◆ SOURCE PASSAGE
════
Accurate control of a humanoid robot's global position (i.e., its three-dimensional position in the world) is critical to the reliable execution of high-risk tasks such as avoiding collision with pedestrians in a crowded environment. This paper introduces a time-based nonlinear control method that achieves accurate global-position tracking (GPT) for multi-domain bipedal walking. Deriving a tracking controller for bipedal robots is challenging due to the highly complex robot dynamics that are time-varying and hybrid, especially for multi-domain walking that involves multiple phases/domains of full actuation, over actuation, and underactuation. To tackle this challenge, we introduce a continuous-phase GPT control law for multi-domain walking, which provably ensures the exponential convergence of the entire error state within the full and over actuation domains and that of the directly regulated error state within the underactuation domain. We then construct sufficient multiple-Lyapunov stability conditions for the hybrid multi-domain tracking error system under the proposed GPT control law. We illustrate the proposed controller design through both three-domain walking with all motors activated and two-domain gait with inactive ankle motors. Simulations of a ROBOTIS OP3 bipedal humanoid robot demonstrate the satisfactory accuracy and convergence rate of the proposed control approach under two different cases of multi-domain walking as well as various walking speeds and desired paths.

翻译：准确控制仿人机器人的全局位置（即其在世界坐标系中的三维位置）对于可靠执行高风险任务（如在拥挤环境中避免与行人碰撞）至关重要。本文提出了一种基于时间的非线性控制方法，可实现多域双足步行的精确全局位置跟踪。由于双足机器人具有高度复杂的时变与混合动力学特性，尤其是在涉及全驱动、过驱动和欠驱动等多个相位/域的多域步行中，推导其跟踪控制器极具挑战性。为解决这一难题，我们提出了一种用于多域步行的连续相位全局位置跟踪控制律，该控制律可证明地确保全驱动域和过驱动域内整个误差状态的指数收敛，以及欠驱动域内直接调节误差状态的指数收敛。随后，我们基于所提出的全局位置跟踪控制律，构建了混合多域跟踪误差系统的充分多重李雅普诺夫稳定性条件。我们通过两种情形说明所提出的控制器设计：所有电机均激活的三域步行，以及踝关节电机未激活的两域步态。对ROBOTIS OP3双足仿人机器人的仿真实验表明，所提出的控制方法在两种不同的多域步行情况以及多种步行速度和期望路径下均具有令人满意的精度和收敛速度。
════
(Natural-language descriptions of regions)
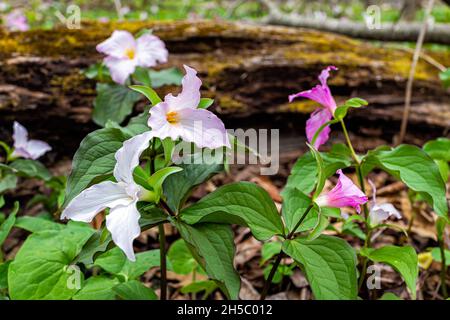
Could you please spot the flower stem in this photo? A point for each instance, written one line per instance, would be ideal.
(443, 269)
(268, 282)
(162, 253)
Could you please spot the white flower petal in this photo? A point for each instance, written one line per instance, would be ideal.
(123, 223)
(91, 201)
(190, 94)
(150, 50)
(20, 135)
(120, 69)
(117, 45)
(127, 156)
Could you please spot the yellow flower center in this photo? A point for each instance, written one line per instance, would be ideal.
(172, 117)
(130, 52)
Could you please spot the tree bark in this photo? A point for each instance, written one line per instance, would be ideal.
(248, 70)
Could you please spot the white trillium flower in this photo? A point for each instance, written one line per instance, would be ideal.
(25, 148)
(121, 197)
(381, 212)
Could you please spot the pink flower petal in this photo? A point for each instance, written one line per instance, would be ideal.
(120, 69)
(320, 93)
(150, 50)
(117, 45)
(318, 118)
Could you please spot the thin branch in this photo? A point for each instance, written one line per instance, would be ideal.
(412, 72)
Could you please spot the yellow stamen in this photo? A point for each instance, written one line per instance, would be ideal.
(130, 53)
(172, 117)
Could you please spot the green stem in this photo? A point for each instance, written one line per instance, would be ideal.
(162, 253)
(268, 282)
(443, 269)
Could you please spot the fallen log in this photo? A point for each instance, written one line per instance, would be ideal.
(249, 70)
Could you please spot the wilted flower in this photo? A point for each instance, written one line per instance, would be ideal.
(321, 94)
(28, 149)
(179, 117)
(124, 53)
(344, 194)
(381, 212)
(121, 197)
(16, 21)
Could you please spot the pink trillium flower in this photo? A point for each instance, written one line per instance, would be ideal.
(28, 149)
(124, 53)
(344, 194)
(321, 94)
(16, 21)
(178, 116)
(121, 197)
(381, 212)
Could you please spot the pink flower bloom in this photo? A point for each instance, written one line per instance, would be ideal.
(344, 194)
(124, 53)
(178, 116)
(28, 149)
(381, 212)
(121, 197)
(16, 21)
(321, 94)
════
◆ TASKS AND EXERCISES
A) Quote the bipedal walking abstract word for word, starting at "翻译：准确控制仿人机器人的全" and ending at "有令人满意的精度和收敛速度。".
B) List the kinds of actuation domains involved in multi-domain walking, as named in the English part of the bipedal walking abstract.

◆ SOLUTIONS PER TASK
A)
翻译：准确控制仿人机器人的全局位置（即其在世界坐标系中的三维位置）对于可靠执行高风险任务（如在拥挤环境中避免与行人碰撞）至关重要。本文提出了一种基于时间的非线性控制方法，可实现多域双足步行的精确全局位置跟踪。由于双足机器人具有高度复杂的时变与混合动力学特性，尤其是在涉及全驱动、过驱动和欠驱动等多个相位/域的多域步行中，推导其跟踪控制器极具挑战性。为解决这一难题，我们提出了一种用于多域步行的连续相位全局位置跟踪控制律，该控制律可证明地确保全驱动域和过驱动域内整个误差状态的指数收敛，以及欠驱动域内直接调节误差状态的指数收敛。随后，我们基于所提出的全局位置跟踪控制律，构建了混合多域跟踪误差系统的充分多重李雅普诺夫稳定性条件。我们通过两种情形说明所提出的控制器设计：所有电机均激活的三域步行，以及踝关节电机未激活的两域步态。对ROBOTIS OP3双足仿人机器人的仿真实验表明，所提出的控制方法在两种不同的多域步行情况以及多种步行速度和期望路径下均具有令人满意的精度和收敛速度。

B)
full actuation
over actuation
underactuation